Text shown:
■ ■ ■ ■ ■
Summer is here & even your car can feel the heat! Did you know that spending 15 minutes every month under the hood of your vehicle may prevent 70% of problems that lead to highway breakdowns, according to Deanna Sclar, author of Auto Repair for Dummies? To help keep you & your family safe, we’ve rounded up some of the top tips for keeping your car in check this summer.
1. Coolant System
Keeping cool is paramount, not just for ourselves but also for our cars. In addition to checking the level of coolant fluid in your car, go the extra mile and inspect the state of the hoses and the coolant reservoir. Keep an eye out for leaks, especially at joints and connection points, such as where a hose connects to the engine block. Also, squeeze the hoses (when the engine is cool) every once in a while to make sure they feel firm and not excessively squishy or soft. (Autotrader, 2020)
Summer weather makes the air inside your tires expand, putting them at greater risk for a blowout. Avoid over- or underinflating your tires by checking the pressure regularly. Adjust the pressure according to the specifications listed on the sticker on the driver’s side door jamb. Check the tread by putting a penny into the tire’s grooves with Lincoln’s head upside down and facing you. If you can see Lincoln’s head, it’s time for new tires. Remember to check the pressure and tread of your spare tire as well, so that you won’t be stranded on the side of the road while everyone else is heading to the beach. Since summer is a time for road trips, it wouldn’t be a bad idea to have a can of Fix-A-Flat that could at least get you to a shady spot where you could change the wheel more comfortably. (Autotrader, 2020)
■ ■ ■ ■ ■
(Segmentation annotation records)

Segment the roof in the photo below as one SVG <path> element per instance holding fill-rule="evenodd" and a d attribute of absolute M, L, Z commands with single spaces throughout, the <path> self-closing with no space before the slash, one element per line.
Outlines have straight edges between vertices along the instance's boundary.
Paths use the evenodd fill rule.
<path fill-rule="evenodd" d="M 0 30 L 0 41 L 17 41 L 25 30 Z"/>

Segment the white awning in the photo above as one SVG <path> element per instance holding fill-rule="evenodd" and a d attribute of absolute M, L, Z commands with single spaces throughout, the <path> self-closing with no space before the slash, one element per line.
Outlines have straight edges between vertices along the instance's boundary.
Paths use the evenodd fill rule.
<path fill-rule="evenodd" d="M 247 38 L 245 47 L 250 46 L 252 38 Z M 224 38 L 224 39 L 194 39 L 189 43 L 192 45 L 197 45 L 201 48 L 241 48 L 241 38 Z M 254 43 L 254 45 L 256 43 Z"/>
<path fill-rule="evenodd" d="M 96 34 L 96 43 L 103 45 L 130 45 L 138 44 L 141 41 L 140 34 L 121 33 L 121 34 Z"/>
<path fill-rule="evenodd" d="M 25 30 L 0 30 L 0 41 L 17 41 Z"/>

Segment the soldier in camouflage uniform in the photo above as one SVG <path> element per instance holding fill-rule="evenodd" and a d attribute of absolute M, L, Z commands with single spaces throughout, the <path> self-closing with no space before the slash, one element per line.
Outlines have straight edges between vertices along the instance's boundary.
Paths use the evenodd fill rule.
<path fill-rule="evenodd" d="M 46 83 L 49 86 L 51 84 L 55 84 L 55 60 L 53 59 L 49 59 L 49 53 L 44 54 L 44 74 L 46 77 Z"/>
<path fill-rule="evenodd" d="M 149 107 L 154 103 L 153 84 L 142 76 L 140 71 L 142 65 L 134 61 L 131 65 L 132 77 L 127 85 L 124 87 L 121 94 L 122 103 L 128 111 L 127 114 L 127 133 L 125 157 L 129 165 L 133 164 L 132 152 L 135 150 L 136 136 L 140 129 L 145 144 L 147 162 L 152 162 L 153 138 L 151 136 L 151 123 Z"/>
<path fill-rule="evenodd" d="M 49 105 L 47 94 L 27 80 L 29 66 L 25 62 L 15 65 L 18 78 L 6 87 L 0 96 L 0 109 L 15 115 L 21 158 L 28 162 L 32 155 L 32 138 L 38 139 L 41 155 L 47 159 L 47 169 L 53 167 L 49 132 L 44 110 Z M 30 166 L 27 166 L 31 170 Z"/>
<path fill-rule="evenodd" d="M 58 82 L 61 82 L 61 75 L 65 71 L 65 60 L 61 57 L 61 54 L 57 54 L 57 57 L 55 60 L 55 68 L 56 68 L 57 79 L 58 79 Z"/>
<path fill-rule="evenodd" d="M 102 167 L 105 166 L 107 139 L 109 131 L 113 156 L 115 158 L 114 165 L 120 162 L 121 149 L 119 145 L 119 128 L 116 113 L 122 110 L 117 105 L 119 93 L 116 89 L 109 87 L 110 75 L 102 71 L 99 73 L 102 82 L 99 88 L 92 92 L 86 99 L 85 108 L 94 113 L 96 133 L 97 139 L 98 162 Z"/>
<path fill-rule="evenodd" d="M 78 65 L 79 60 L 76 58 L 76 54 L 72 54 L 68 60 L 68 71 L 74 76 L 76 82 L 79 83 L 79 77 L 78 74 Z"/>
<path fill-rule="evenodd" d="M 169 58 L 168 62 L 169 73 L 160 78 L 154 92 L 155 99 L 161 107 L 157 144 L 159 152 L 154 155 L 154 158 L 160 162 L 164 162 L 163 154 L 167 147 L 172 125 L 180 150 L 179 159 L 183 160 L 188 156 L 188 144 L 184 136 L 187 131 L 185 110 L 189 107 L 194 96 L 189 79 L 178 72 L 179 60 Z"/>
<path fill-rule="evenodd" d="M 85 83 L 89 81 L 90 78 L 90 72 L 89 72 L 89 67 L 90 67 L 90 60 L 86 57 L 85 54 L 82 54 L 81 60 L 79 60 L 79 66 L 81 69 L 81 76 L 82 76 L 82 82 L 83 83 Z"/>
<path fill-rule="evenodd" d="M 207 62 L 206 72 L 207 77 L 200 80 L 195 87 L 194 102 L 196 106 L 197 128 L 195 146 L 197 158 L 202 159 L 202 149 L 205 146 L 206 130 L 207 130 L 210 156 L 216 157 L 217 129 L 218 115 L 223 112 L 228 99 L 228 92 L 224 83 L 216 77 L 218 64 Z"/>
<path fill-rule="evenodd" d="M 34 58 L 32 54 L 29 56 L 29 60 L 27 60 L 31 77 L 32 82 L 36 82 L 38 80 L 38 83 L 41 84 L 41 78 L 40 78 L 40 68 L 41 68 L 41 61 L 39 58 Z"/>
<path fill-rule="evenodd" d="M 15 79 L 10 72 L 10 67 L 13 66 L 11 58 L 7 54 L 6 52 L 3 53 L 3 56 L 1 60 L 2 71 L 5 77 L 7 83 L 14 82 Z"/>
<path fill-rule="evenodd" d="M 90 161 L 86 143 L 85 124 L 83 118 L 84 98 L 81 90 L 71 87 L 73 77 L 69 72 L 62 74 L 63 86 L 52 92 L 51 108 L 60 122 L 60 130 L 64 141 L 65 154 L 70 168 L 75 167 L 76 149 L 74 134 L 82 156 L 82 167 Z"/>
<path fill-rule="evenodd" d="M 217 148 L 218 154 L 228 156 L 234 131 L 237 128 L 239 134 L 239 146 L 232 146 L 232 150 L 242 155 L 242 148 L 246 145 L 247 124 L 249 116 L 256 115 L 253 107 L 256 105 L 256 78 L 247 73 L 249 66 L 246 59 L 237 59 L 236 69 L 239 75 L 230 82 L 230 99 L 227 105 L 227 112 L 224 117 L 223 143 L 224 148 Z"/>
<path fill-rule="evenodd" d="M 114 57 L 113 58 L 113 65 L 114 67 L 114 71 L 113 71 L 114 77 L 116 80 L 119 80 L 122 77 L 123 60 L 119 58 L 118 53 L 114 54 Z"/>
■ ■ ■ ■ ■
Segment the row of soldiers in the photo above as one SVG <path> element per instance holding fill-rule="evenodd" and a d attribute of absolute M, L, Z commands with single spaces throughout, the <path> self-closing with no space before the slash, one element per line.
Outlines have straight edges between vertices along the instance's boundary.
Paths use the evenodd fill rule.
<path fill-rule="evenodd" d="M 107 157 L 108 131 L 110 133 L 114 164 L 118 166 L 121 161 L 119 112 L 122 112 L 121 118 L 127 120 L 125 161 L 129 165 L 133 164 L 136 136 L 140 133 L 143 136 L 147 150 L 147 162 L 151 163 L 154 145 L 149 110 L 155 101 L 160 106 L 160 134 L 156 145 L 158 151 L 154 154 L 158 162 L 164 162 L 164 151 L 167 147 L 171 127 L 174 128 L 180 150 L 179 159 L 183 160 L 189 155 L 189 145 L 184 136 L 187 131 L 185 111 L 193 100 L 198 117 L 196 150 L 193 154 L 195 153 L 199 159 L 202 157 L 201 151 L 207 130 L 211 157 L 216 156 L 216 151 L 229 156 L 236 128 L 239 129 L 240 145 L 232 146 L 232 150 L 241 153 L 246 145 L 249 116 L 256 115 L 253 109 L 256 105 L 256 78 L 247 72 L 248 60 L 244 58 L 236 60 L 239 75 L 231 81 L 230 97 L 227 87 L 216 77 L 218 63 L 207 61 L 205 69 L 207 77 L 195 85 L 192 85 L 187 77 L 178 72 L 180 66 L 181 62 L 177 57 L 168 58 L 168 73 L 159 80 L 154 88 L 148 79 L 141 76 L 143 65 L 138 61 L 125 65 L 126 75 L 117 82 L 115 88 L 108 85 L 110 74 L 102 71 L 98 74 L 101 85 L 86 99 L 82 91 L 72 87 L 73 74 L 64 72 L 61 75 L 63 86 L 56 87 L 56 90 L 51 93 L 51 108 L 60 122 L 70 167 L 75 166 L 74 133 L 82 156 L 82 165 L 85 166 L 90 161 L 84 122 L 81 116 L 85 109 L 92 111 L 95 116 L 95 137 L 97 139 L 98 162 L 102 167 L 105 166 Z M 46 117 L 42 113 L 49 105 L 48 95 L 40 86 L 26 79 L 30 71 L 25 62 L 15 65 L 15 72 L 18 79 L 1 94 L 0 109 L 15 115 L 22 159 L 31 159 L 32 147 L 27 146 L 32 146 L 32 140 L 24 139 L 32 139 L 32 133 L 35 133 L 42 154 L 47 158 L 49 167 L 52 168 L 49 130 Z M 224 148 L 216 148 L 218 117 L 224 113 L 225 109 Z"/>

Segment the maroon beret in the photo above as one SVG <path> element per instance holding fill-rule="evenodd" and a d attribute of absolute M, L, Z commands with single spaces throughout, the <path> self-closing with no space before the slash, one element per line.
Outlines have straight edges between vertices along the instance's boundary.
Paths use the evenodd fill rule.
■ ■ ■ ■ ■
Things to do:
(a) Per the summer car care tips, where are the tire pressure specifications listed?
(b) Output the part of the summer car care tips between "Summer weather makes" and "comfortably. (Autotrader, 2020)", inclusive.
(c) Finish out the next part of the summer car care tips, picking up after the paragraph on tires.
The listing above isn't needed for any of this.

Answers to the exercise:
(a) On the sticker on the driver's side door jamb.

(b)
Summer weather makes the air inside your tires expand, putting them at greater risk for a blowout. Avoid over- or underinflating your tires by checking the pressure regularly. Adjust the pressure according to the specifications listed on the sticker on the driver’s side door jamb. Check the tread by putting a penny into the tire’s grooves with Lincoln’s head upside down and facing you. If you can see Lincoln’s head, it’s time for new tires. Remember to check the pressure and tread of your spare tire as well, so that you won’t be stranded on the side of the road while everyone else is heading to the beach. Since summer is a time for road trips, it wouldn’t be a bad idea to have a can of Fix-A-Flat that could at least get you to a shady spot where you could change the wheel more comfortably. (Autotrader, 2020)

(c)
3. Air-Conditioning System
Air-conditioning is a summer essential. If the system hasn’t been working properly, but wasn’t really a pressing issue over the winter, now’s the time to get serious. If it’s an older system, then leaking Freon into the atmosphere is not good. There are plenty of leak-sealing products and refrigerant rechargers available. Remember, if there’s not enough refrigerant in the system, you have a leak. Have a qualified mechanic fix the leak before paying to have the air-conditioning system recharged. (Autotrader, 2020)
4. Get your brakes inspected
Stop-and-go traffic, road trips, and inclement conditions can do a number on your brakes. When you’re driving along the highway on a sunny day with your windows down and your radio volume up, it’s easy to forget that you’re in a massive chunk of steel and glass hurtling through space at 60-plus miles per hour. At that speed, if you suddenly needed to stop, your vehicle could take approximately the length of a football field to come to a standstill – and that’s only if you’ve kept one of the most critical safety systems in your car well maintained: your brakes. (Franco, 2010)
5. Test your battery
“Summer heat accelerates the rate of fluid loss and resulting oxidation of battery components, which can leave you stranded without warning,” says Steve Fox, Director of Automotive Services for AAA Oregon/Idaho. “Most people don’t realize that heat is the number one cause of battery failure and reduced battery life,” he adds. (Firestone, 2019)
Stop in your local Performance NAPA for a complimentary battery test. An easy and free battery test could ensure you won’t be caught off guard by a car that won’t start this summer.
The big five – oil, coolant, transmission, power steering, and brake – keep your car running. Low fluid levels could indicate a hose leak or a larger problem. Beware especially of low brake fluid. AAA found that 88 percent of repair shops say drivers skip their brake fluid maintenance. (Trop, 2016)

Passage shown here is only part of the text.